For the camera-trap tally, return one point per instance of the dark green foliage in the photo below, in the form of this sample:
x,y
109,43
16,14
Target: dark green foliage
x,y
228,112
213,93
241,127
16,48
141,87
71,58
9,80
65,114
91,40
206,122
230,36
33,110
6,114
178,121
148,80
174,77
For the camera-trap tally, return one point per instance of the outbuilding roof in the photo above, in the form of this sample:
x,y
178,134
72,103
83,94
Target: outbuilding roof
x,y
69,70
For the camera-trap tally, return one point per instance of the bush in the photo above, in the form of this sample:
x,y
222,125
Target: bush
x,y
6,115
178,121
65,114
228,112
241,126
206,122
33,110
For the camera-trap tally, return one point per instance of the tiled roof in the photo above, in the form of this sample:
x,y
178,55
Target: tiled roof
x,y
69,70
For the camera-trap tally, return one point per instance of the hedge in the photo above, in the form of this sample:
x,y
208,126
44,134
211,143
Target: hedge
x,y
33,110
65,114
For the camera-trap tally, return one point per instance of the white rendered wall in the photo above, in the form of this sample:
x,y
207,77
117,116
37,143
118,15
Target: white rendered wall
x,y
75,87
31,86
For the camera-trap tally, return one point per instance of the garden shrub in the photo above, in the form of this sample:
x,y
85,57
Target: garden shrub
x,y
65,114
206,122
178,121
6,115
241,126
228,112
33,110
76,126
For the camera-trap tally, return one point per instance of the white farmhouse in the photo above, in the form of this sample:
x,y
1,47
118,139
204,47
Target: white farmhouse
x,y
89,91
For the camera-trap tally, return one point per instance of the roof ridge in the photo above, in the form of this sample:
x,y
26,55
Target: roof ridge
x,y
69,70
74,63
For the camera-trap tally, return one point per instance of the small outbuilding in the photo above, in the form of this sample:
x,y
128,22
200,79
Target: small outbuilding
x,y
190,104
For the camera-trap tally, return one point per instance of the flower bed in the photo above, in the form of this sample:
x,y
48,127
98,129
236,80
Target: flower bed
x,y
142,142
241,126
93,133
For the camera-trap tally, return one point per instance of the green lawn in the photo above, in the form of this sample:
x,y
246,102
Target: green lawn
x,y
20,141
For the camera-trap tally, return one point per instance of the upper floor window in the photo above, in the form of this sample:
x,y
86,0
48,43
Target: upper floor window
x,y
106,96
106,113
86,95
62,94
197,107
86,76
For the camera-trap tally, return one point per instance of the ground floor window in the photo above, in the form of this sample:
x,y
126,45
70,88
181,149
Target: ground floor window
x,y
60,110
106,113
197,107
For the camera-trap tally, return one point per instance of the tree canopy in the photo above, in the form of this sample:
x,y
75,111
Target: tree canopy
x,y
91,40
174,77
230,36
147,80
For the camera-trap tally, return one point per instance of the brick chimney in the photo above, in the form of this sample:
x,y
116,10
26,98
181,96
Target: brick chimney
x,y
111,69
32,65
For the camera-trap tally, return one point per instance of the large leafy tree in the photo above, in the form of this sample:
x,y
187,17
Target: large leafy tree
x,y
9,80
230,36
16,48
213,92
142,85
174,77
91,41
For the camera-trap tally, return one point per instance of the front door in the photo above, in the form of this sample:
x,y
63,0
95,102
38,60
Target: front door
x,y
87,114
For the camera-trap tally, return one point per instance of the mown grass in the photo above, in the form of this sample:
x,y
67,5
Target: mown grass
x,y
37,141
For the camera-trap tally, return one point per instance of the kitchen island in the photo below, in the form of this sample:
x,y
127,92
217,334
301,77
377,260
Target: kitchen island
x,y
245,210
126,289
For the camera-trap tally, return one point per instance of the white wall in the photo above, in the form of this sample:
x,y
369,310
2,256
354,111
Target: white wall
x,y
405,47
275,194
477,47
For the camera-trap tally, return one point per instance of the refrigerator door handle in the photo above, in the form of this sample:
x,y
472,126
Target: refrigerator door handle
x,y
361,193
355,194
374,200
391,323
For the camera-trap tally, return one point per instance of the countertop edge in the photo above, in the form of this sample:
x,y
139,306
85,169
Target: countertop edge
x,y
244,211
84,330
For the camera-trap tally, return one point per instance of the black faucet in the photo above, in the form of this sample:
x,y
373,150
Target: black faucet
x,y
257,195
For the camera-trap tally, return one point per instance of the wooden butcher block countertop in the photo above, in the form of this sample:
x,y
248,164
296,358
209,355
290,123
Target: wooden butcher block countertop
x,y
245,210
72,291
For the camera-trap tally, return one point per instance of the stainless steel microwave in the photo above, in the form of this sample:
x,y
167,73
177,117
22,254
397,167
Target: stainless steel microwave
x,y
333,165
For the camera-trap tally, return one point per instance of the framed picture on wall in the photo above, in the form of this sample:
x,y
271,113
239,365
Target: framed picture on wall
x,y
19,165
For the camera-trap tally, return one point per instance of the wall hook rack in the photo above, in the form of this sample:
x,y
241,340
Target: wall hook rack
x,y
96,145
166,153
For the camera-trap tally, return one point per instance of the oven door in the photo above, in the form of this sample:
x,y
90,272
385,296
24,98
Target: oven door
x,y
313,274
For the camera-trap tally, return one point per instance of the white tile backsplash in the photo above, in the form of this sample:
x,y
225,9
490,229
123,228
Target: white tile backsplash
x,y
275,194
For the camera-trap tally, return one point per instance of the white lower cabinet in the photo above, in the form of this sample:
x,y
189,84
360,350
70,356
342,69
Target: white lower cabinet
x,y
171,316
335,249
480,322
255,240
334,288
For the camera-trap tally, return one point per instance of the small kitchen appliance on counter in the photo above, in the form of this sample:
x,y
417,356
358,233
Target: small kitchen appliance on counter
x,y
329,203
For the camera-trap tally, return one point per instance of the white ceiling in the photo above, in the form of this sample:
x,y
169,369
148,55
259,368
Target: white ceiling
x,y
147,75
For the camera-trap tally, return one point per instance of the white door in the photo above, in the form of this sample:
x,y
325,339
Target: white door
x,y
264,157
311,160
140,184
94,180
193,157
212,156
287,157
....
#### JOB:
Extract the entries above verbatim.

#### EXPECTED ANSWER:
For the camera-trap tally, return one point per instance of the dark green foliage in the photo below, in the form of this sample:
x,y
109,43
16,14
Target: dark green foliage
x,y
228,112
213,93
241,127
16,48
141,87
71,58
9,80
65,114
91,40
206,122
230,36
33,110
6,114
178,121
148,80
174,77
For the camera-trap tally, return one point per instance of the outbuilding roof in the photo above, in the form of this sample:
x,y
178,134
72,103
83,94
Target: outbuilding roof
x,y
69,70
For the camera-trap tally, return one point per instance of the bush in the photo above, in the form of this sample:
x,y
222,125
Target: bush
x,y
6,115
178,121
65,114
228,112
241,126
206,122
33,110
For the camera-trap tally, return one point per instance of the tiled roof in the photo above, in the form of this sample:
x,y
178,55
Target: tiled roof
x,y
69,70
For the camera-trap tally, return one point per instance of the hedge in the photo above, in the form of this sample:
x,y
208,126
44,134
211,143
Target: hedge
x,y
33,110
65,114
For the camera-trap tally, return one point per instance of the white rendered wall in the photo above, in the form of this sample:
x,y
207,77
117,116
37,143
118,15
Target: white rendered wall
x,y
75,87
31,86
For the camera-trap tally, return one point per instance of the garden shrub in the photo above, in the form of this sample:
x,y
85,57
Target: garden shrub
x,y
65,114
206,122
178,121
6,115
241,126
228,112
33,110
76,126
For the camera-trap tally, return one point per instance of the white farmhouse in the photo above, in the form of this sample:
x,y
1,47
118,139
204,47
Target: white farmhouse
x,y
89,91
For the camera-trap tally, return one point per instance of the roof ridge in the photo above, in the form of this sample:
x,y
26,55
Target: roof ridge
x,y
69,70
74,63
For the camera-trap tally, return one point per instance of the small outbuilding in the photo above, in the form of this sample:
x,y
128,22
200,79
Target: small outbuilding
x,y
190,104
For the camera-trap tally, return one point per instance of the flower bed in the photo above, in the form of this sample:
x,y
48,127
98,129
236,80
Target: flower bed
x,y
142,142
241,126
93,133
For the camera-trap tally, return one point per instance of the green lawn in the photo above, in the form of this sample:
x,y
246,102
Target: green lawn
x,y
20,141
For the camera-trap tally, return one point per instance of the upper floor window in the photo above, in the form of this sample:
x,y
86,0
48,43
Target: upper floor window
x,y
106,96
106,113
86,95
62,94
197,107
86,76
For the camera-trap tally, return one point per instance of the ground floor window in the photo above, in the form of this sample:
x,y
126,45
70,88
181,149
Target: ground floor window
x,y
60,110
106,113
197,107
For the camera-trap tally, return one point per instance of the tree canopy in the photo above, in the form of this sample:
x,y
75,111
Target: tree canopy
x,y
91,40
174,77
230,36
147,80
For the camera-trap tally, return one point per instance of the brick chimney in the photo above, in the form of this sample:
x,y
116,10
26,98
181,96
Target: brick chimney
x,y
111,69
32,65
For the camera-trap tally, return one point per instance of the large leafy tree in the photo above, in the form of this sample:
x,y
187,17
Target: large leafy tree
x,y
9,80
230,36
16,48
213,92
142,85
174,77
91,41
For the camera-trap tally, return one point per instance of the front door in the photo above, in the form of this sample:
x,y
63,0
95,102
38,60
Target: front door
x,y
87,114
For the camera-trap tally, return one point per instance of the mown grass in the photo above, in the form of this sample:
x,y
67,5
Target: mown grass
x,y
37,141
For the camera-trap tally, return one point per instance of the kitchen island in the photo below, in the form of this sample:
x,y
127,92
217,334
301,77
377,260
Target: kitchen island
x,y
245,210
126,289
For the camera-trap tally, return one point per instance of the white wall in the photo above, in the form of this sample:
x,y
369,310
2,256
354,111
Target: white wall
x,y
405,47
275,194
477,47
For the camera-trap tally, return one point per instance of the refrigerator door handle in the photo above, in the form of this sample:
x,y
472,126
Target: refrigerator door handle
x,y
361,193
355,194
374,200
391,323
For the camera-trap tally, return one point per instance of the countertop edge in the photo above, in the form of this sample:
x,y
139,306
85,169
Target: countertop edge
x,y
244,211
84,330
For the camera-trap tally, return one point per instance of the black faucet in the photo above, in the form of this sample:
x,y
373,150
Target: black faucet
x,y
257,195
For the camera-trap tally, return one point per instance of the wooden butcher block countertop in the photo above, in the form of this sample:
x,y
248,164
296,358
209,355
290,123
Target: wooden butcher block countertop
x,y
245,210
72,291
For the camera-trap tally, return one point per instance of the stainless steel microwave in the photo above, in the form of this sample:
x,y
167,73
177,117
22,254
397,167
Target: stainless steel microwave
x,y
333,165
For the camera-trap tally, return one point per instance of the framed picture on wall in the photo above, in the form of this sample:
x,y
271,113
239,365
Target: framed picture on wall
x,y
19,165
For the camera-trap tally, return one point per instance of the wall hook rack in the photo above, in the form of this sample:
x,y
241,340
Target: wall hook rack
x,y
96,145
166,153
For the camera-trap tally, return one point per instance of the oven door in the photo above, in the form of this sample:
x,y
90,272
385,296
24,98
Target: oven door
x,y
313,274
For the camera-trap tally, return one point per instance of the white tile backsplash in the photo above, in the form of this sample:
x,y
225,9
490,229
123,228
Target: white tile backsplash
x,y
275,194
For the camera-trap tally, return one point per instance of the white lower cabinet in the photo above, in the form of this sample:
x,y
189,84
360,350
70,356
342,69
Target: white lower cabinet
x,y
171,316
335,249
480,322
255,240
334,288
For the camera-trap tally, return one point per instance of the small kitchen appliance on counter in the photo above, in the form of this sample:
x,y
417,356
358,233
Target: small kitchen appliance on counter
x,y
329,203
For the camera-trap tally, return one point per instance of the white ceiling in the photo above, in the form of this sample:
x,y
169,369
148,55
259,368
Target: white ceiling
x,y
147,75
For the camera-trap tally, return one point per instance of the white door in the photo above, in the form of this sample:
x,y
325,339
Target: white door
x,y
264,157
311,160
140,184
94,180
193,157
212,156
287,157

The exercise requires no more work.